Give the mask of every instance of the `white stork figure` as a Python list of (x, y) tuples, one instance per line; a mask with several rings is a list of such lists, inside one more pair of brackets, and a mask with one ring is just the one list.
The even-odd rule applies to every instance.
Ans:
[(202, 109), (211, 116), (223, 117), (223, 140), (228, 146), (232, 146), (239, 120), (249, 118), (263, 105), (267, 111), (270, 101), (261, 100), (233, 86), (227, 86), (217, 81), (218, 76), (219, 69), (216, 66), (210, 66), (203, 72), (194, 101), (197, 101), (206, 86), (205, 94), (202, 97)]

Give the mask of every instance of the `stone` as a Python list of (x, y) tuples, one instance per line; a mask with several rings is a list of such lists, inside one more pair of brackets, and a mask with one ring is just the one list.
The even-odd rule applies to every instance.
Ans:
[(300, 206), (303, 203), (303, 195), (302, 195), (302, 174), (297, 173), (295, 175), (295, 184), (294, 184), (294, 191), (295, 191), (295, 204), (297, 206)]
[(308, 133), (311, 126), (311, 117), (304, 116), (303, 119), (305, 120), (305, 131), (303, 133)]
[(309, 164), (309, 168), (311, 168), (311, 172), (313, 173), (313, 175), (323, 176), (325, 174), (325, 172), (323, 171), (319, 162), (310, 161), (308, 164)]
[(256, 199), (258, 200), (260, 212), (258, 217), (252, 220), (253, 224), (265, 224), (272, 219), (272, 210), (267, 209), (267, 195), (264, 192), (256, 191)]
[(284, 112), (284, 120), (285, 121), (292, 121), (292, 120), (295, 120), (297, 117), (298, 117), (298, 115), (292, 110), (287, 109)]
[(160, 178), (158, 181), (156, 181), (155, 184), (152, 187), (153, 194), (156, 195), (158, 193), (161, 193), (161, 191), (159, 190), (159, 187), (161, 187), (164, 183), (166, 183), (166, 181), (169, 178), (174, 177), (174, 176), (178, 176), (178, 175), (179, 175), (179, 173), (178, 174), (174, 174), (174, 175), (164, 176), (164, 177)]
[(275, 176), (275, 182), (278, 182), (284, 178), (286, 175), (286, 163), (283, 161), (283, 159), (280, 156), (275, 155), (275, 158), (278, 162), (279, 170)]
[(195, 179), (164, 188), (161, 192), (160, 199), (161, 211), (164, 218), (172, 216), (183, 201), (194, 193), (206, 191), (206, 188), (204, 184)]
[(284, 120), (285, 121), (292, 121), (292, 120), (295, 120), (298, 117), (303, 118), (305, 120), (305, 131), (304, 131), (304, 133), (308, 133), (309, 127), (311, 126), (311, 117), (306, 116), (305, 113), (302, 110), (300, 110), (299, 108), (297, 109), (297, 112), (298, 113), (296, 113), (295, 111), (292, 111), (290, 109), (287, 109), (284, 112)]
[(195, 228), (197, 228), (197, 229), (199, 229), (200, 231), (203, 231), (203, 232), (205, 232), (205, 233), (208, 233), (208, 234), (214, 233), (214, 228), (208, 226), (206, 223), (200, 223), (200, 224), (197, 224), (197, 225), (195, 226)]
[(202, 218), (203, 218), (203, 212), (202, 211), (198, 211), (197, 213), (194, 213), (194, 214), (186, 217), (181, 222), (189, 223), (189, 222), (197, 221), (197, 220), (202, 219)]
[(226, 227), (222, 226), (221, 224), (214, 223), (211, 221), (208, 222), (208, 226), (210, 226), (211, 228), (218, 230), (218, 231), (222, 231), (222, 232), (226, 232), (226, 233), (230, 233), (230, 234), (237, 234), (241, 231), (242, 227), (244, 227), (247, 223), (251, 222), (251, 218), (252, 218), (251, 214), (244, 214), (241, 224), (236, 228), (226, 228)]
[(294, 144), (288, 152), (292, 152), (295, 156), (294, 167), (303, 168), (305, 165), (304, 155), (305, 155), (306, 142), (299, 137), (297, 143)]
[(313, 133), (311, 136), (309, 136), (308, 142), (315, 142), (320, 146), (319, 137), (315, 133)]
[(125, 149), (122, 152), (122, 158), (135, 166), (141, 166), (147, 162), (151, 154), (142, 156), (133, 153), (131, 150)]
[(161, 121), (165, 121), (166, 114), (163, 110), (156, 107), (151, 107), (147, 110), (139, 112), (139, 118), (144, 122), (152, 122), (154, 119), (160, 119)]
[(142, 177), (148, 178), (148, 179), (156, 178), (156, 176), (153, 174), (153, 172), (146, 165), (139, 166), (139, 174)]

•••

What is required:
Check each line above for the string "list" and report how many lines have it, giving only the number.

Result of this task:
2